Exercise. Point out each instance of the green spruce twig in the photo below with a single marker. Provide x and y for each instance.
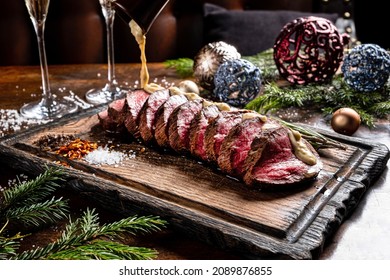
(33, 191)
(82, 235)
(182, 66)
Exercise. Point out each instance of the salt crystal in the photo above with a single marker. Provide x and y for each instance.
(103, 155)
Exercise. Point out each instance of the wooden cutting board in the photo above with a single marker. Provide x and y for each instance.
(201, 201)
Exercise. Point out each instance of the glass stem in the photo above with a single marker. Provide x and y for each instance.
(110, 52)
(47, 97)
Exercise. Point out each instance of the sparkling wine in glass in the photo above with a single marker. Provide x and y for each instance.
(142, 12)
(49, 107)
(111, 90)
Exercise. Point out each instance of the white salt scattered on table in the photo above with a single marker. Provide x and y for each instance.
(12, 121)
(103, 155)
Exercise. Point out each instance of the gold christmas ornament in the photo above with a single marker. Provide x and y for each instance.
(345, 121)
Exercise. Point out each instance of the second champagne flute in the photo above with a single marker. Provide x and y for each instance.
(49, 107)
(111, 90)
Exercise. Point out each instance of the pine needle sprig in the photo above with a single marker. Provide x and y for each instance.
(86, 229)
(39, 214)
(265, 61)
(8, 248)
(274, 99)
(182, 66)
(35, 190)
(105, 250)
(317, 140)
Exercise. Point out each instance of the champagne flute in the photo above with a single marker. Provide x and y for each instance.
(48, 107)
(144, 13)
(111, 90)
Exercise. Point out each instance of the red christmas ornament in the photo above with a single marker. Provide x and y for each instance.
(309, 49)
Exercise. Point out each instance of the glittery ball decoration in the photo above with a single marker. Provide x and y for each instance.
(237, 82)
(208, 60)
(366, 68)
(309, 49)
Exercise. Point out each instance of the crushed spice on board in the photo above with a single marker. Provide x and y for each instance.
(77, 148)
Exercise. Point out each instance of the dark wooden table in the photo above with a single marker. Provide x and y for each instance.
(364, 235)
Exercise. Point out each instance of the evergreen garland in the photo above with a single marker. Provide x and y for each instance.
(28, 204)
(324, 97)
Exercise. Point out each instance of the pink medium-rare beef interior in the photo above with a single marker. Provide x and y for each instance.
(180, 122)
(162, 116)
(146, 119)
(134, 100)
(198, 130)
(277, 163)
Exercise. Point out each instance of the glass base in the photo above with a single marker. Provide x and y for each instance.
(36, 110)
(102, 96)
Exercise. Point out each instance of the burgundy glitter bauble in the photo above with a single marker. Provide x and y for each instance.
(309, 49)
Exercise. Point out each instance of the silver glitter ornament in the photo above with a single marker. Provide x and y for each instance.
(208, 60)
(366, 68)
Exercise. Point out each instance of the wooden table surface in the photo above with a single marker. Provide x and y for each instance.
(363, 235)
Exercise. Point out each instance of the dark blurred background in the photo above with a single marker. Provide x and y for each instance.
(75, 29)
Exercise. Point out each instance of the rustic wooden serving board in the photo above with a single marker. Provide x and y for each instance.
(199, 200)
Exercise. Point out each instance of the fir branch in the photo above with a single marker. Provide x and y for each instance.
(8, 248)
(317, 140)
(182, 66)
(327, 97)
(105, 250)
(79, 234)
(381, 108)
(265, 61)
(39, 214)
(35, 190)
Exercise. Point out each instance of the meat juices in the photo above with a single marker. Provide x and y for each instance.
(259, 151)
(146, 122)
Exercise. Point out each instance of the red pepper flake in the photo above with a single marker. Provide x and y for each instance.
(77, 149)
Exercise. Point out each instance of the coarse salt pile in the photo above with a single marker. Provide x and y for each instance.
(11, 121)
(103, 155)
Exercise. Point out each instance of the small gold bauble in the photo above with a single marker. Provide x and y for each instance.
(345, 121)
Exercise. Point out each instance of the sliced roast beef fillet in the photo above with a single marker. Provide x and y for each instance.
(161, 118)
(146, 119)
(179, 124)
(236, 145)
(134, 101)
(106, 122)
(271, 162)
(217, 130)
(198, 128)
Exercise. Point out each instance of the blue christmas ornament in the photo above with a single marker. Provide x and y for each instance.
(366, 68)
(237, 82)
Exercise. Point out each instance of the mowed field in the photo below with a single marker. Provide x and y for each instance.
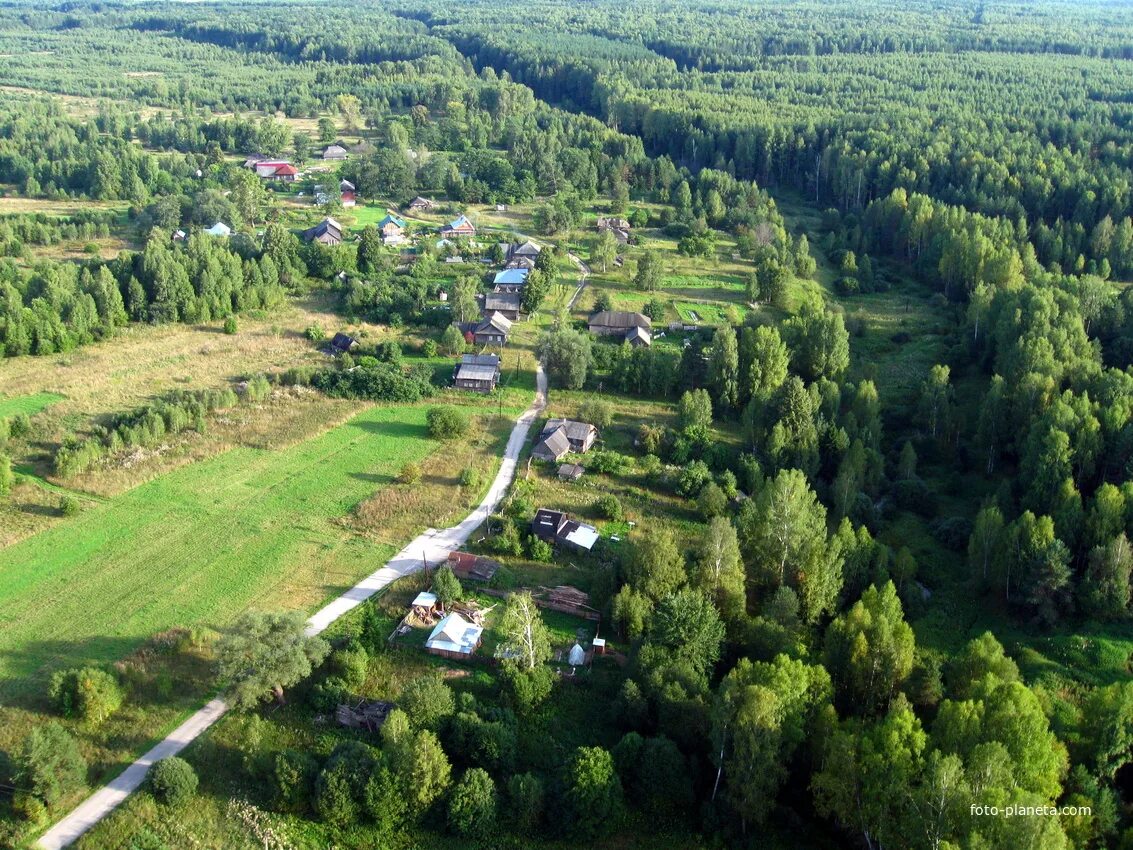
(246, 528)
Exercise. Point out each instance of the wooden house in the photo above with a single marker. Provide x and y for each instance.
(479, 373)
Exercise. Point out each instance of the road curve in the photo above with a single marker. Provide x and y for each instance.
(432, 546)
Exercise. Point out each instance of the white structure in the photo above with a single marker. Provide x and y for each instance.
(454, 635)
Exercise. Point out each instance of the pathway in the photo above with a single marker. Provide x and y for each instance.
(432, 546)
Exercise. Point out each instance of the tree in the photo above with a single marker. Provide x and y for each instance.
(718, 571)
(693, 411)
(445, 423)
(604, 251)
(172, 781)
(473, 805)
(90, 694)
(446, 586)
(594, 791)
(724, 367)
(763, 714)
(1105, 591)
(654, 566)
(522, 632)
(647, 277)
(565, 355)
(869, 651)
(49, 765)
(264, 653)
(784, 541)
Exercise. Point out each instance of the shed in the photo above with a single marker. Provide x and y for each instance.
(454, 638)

*Exercise task:*
Please set down each line of the data above exactly as written, without the pictures.

*The completed task:*
Exercise. Point out each instance of the green spruce twig in the photo below with a single marker. Provide x and y for each instance.
(33, 191)
(82, 235)
(182, 66)
Exercise. Point out each instance of the salt crystal in the photo above with a single marker. Provide x and y for each instance.
(103, 155)
Exercise. Point out each instance of the wooden cutting board in the photo above with a single marker. Provide x and y for each instance.
(201, 201)
Exercise. Point out each instance of the glass stem in the photo above with a single marker. Provide x and y for each instance.
(110, 52)
(47, 97)
Exercise. Point out each instance of the sparkling wine in glass in the photo above with a single marker. Provide x and y for each instance.
(142, 12)
(49, 107)
(111, 90)
Exercise. Point out each instance of the white salt scattered on table in the photo above with a single marker. Provide x and y for each instance.
(12, 121)
(103, 155)
Exercise. Point out each instance of the gold christmas ornament in the photo above with a single marker. Provide x and y for each instance.
(345, 121)
Exercise. Point out each instance of the second champagne flute in the photo above with a single marker. Provide x and y for each instance.
(49, 107)
(111, 90)
Exercise. Point out each instance of the pine needle sprig in the photo above with a single marker. Provide x and y for each instance.
(86, 229)
(39, 214)
(265, 61)
(8, 248)
(274, 99)
(182, 66)
(35, 190)
(105, 250)
(317, 140)
Exercise. Point out each instance of the champagne flute in the photo above with a single marker. Provide x and y for each instance.
(48, 107)
(144, 13)
(111, 90)
Exercise. Point out each instance of the red christmas ornament in the photo above with a single marker. Provide x and y for each instance.
(309, 49)
Exercise. Point out each instance of the glittery ball decoration in the photo above with a single marker. Provide x and y for each instance.
(237, 82)
(208, 60)
(366, 68)
(309, 49)
Exercise. Point out each instance of the crushed spice on board in the photo above with a single marker. Provide x and y for each instance.
(77, 148)
Exercise. Point out each instance of the dark wooden table in the photo above with a single marker. Provide x and y for each instance.
(364, 235)
Exercise. Point out each instance of the evergreen garland in the photo above with a single marker. Provide x and y for each instance.
(28, 204)
(324, 97)
Exercise. Point out each instance of the pink medium-rare beef interior in the photo above with a single marker. Provide x and y for each instance.
(180, 122)
(162, 116)
(146, 119)
(134, 100)
(198, 130)
(277, 163)
Exercise. Point out each instance of the glass base in the photo above with a single marker. Provide x and y for each instance.
(36, 110)
(102, 96)
Exercise. Point out each instance of the burgundy glitter bauble in the photo above with a single marker. Provide x and y for each instance.
(309, 49)
Exercise. Point out each instance of the silver glitter ornament in the photo above with a single marker. Provide x and y for each instance.
(208, 60)
(366, 68)
Exercise. Point out each instance of the wooden table surface in the photo above with a single marker. Provide x and y for each instance.
(363, 235)
Exercise. Point out each instance of the dark blurred background in the photo above with a single marker. Provide x and y for each instance.
(75, 29)
Exercise. Point out each instance of the rustic wooden serving board in the photo above with a single marker. Provide x and y for each instance.
(199, 200)
Exercise. Point out each instance of the fir branch in the photo above with a single marker. Provide x and y for each instance.
(8, 248)
(317, 140)
(182, 66)
(327, 97)
(105, 250)
(79, 234)
(381, 108)
(265, 61)
(39, 214)
(35, 190)
Exercise. Point out each instance of the meat juices in the photo above with a single marker. Provide x and y for each instance.
(259, 151)
(146, 122)
Exercise. Point out each instance of the red pepper flake in the photo above with a single marker. Provide x and y for each instance.
(77, 149)
Exercise. Point out each instance of the coarse salt pile in the photo above with a single marker. Provide x and y for each instance.
(11, 121)
(103, 155)
Exercise. Point out each instance of the small gold bauble in the photo above with a single marker. Provide x and y for each instance.
(345, 121)
Exercise. Point out each instance of the sliced roast beef fillet in the photo above with a single marker. Provide x and y for each instance.
(161, 118)
(146, 119)
(179, 124)
(236, 145)
(134, 101)
(106, 122)
(271, 162)
(217, 130)
(198, 128)
Exercise. Point out each instance of the blue christmas ornament in the photo above with a single marker. Provide x and y for each instance.
(366, 68)
(237, 82)
Exercise. Point out each instance of the mowed field in the photo below with a single marker. Provide x and y for each instance.
(246, 528)
Exercise. Point out each instance of the wooden house in the photo above with a single marker. Provide x and y for each instance.
(479, 373)
Exercise. Point out each instance of the road curve in the photo above with a single marker. Provide x and y for each instance.
(432, 546)
Exercise. Point out each instance of the white structure in the photo above with a single marker. Provide x and y for each instance.
(454, 635)
Exercise. Point out each instance of the pathway in the photo above with a single marker. Provide x and y for each instance.
(432, 546)
Exercise. Point out each instance of the tree in the photo above with a single marker. Provide x and y for each instance.
(718, 571)
(693, 411)
(445, 423)
(604, 251)
(172, 781)
(473, 805)
(90, 694)
(446, 586)
(594, 791)
(724, 367)
(763, 714)
(1105, 591)
(654, 566)
(522, 632)
(647, 277)
(565, 355)
(869, 651)
(49, 765)
(264, 653)
(784, 541)
Exercise. Point out each instance of the shed in the photo above with a single marker. Provide x and y for each instance.
(454, 638)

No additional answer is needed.